ASSIGNED TASK: Reproduce the post below about the suspicious driver installation prompt word for word, from its title through its final sentence.

Is This Driver Legitimate?

A user running Windows 7 Enterprise received this UAC prompt at logon about a driver installation. But she hadn’t attached any devices, so why is a driver trying to install? And what device is it for? Is some new kind of virus using the driver install process to request UAC approval?

Driver Cert 1

I can see the prompt when I connect to the user’s session using LogMeIn, but I do not get a UAC prompt when I log on as an admin user using Remote Desktop.

While the user was logged on, I clicked on the link to see the certificate. Several things here look suspicious.

First, the certificate is expired. Also, it was issued to an operating system, not a company:

Driver Cert 2

It does link back to the Microsoft root:

Driver Cert 3

The link in the Policies item is dead:

Driver Cert 4

The revocation server is offline:

Driver Cert 5

Here are the serial number and thumbprint:

Driver Cert 6  Driver Cert 7

Microsoft Support

I called Microsoft PC Safety line for help diagnosing the issue. I was trapped and misrouted for about ten minutes (their phone tree lists XP and Vista as choices, but not Windows 7). Once I finally got through to a rep, he wanted me to start with a system restore, then move on to an online virus scan. He did not seem interested in determining if Microsoft’s certificate had been compromised.

ATI HD 2400?

After taking the screen shots above, I logged on again as an admin, this time using LogMeIn. I did not get a UAC prompt, but I did see a popup appear briefly by the system tray telling me that an ATI HD 2400 driver had been installed. Checking back in my Windows Update history, I see that I did install an ATI update recently:

Driver Cert 8

By now I am not surprised that the Winqual site listed in the Windows Update details, for a driver released last month, is also a dead link.

It is conceivable, even probable, that this was the driver asking for permission to install. I didn’t see it when logging in using Remote Desktop because as a local display driver, it wasn’t needed for the RDP session and therefore wasn’t installed.

RECORDS PROVIDED:
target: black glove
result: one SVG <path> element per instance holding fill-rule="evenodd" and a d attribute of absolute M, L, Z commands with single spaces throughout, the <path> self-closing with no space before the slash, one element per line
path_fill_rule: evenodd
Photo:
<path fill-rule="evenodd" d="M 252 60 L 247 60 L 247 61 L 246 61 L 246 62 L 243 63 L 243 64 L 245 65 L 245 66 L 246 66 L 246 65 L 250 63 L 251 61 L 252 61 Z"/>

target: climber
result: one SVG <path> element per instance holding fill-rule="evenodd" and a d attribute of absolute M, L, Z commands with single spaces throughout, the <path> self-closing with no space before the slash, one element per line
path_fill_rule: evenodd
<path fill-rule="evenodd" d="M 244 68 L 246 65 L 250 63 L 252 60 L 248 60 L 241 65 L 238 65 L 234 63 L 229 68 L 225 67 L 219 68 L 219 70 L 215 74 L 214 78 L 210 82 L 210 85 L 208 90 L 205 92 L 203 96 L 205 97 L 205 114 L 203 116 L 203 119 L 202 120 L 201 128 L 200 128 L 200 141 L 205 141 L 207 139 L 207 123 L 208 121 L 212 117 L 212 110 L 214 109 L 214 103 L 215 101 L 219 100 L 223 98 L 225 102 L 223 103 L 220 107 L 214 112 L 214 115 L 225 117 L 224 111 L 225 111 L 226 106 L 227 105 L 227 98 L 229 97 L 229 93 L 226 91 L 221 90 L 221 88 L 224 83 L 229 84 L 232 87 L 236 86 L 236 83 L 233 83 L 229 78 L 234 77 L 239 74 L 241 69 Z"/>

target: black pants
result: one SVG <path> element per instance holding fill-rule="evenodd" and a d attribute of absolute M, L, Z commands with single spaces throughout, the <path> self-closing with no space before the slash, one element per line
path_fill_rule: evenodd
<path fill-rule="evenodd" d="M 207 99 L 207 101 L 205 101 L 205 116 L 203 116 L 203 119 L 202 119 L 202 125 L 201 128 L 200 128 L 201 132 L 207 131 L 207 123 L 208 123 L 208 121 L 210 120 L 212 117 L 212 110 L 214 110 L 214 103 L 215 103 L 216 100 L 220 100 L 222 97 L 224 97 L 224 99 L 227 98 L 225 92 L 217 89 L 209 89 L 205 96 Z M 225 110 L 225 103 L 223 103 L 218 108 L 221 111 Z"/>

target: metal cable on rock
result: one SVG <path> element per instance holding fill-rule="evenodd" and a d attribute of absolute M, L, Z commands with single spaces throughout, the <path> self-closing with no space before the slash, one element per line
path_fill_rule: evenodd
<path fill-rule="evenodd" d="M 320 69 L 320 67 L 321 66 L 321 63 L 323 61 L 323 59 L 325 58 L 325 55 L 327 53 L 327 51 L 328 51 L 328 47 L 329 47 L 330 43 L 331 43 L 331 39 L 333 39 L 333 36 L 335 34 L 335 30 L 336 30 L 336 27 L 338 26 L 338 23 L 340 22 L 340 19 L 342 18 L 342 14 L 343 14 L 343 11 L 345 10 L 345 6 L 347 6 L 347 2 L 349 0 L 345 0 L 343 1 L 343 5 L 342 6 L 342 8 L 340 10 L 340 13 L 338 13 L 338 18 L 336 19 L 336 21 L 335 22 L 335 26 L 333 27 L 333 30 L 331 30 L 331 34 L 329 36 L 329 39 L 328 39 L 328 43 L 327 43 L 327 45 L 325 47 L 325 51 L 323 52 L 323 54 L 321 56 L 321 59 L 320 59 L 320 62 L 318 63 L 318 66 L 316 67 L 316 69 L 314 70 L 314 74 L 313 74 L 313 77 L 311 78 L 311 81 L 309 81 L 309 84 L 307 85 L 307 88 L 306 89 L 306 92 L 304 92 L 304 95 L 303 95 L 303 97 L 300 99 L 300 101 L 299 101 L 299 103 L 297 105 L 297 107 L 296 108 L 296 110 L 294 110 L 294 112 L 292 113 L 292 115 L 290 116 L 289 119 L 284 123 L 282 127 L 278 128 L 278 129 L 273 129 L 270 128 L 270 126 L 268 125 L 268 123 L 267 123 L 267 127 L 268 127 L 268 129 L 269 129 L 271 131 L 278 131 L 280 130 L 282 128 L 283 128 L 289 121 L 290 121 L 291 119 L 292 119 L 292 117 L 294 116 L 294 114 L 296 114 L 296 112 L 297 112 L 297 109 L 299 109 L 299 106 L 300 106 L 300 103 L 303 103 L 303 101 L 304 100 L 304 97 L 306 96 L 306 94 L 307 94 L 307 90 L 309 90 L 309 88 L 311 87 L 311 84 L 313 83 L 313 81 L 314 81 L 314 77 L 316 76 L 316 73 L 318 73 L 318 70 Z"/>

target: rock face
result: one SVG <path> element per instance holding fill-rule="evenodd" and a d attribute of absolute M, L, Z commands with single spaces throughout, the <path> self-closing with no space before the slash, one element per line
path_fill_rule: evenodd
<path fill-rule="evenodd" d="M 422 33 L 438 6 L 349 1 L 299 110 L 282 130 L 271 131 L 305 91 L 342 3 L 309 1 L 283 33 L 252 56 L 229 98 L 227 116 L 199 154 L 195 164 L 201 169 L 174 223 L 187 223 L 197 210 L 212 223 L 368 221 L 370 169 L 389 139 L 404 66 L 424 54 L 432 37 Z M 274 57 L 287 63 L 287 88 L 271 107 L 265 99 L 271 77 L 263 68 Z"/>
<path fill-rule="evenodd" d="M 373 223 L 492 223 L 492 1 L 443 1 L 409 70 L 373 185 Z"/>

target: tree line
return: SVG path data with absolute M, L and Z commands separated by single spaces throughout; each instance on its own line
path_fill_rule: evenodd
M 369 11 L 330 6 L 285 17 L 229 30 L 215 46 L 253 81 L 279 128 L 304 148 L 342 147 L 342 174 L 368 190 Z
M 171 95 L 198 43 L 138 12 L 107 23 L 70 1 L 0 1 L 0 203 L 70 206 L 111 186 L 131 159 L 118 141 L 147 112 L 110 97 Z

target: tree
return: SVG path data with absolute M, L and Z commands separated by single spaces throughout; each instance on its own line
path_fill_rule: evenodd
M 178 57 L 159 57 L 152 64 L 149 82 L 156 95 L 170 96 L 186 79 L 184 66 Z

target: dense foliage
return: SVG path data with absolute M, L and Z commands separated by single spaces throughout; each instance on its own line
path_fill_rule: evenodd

ANSWER BOX:
Is This Driver Legitimate?

A user running Windows 7 Enterprise received this UAC prompt at logon about a driver installation. But she hadn’t attached any devices, so why is a driver trying to install? And what device is it for? Is some new kind of virus using the driver install process to request UAC approval?

Driver Cert 1

I can see the prompt when I connect to the user’s session using LogMeIn, but I do not get a UAC prompt when I log on as an admin user using Remote Desktop.

While the user was logged on, I clicked on the link to see the certificate. Several things here look suspicious.

First, the certificate is expired. Also, it was issued to an operating system, not a company:

Driver Cert 2

It does link back to the Microsoft root:

Driver Cert 3

The link in the Policies item is dead:

Driver Cert 4

The revocation server is offline:

Driver Cert 5

Here are the serial number and thumbprint:

Driver Cert 6  Driver Cert 7

Microsoft Support

I called Microsoft PC Safety line for help diagnosing the issue. I was trapped and misrouted for about ten minutes (their phone tree lists XP and Vista as choices, but not Windows 7). Once I finally got through to a rep, he wanted me to start with a system restore, then move on to an online virus scan. He did not seem interested in determining if Microsoft’s certificate had been compromised.

ATI HD 2400?

After taking the screen shots above, I logged on again as an admin, this time using LogMeIn. I did not get a UAC prompt, but I did see a popup appear briefly by the system tray telling me that an ATI HD 2400 driver had been installed. Checking back in my Windows Update history, I see that I did install an ATI update recently:

Driver Cert 8

By now I am not surprised that the Winqual site listed in the Windows Update details, for a driver released last month, is also a dead link.

It is conceivable, even probable, that this was the driver asking for permission to install. I didn’t see it when logging in using Remote Desktop because as a local display driver, it wasn’t needed for the RDP session and therefore wasn’t installed.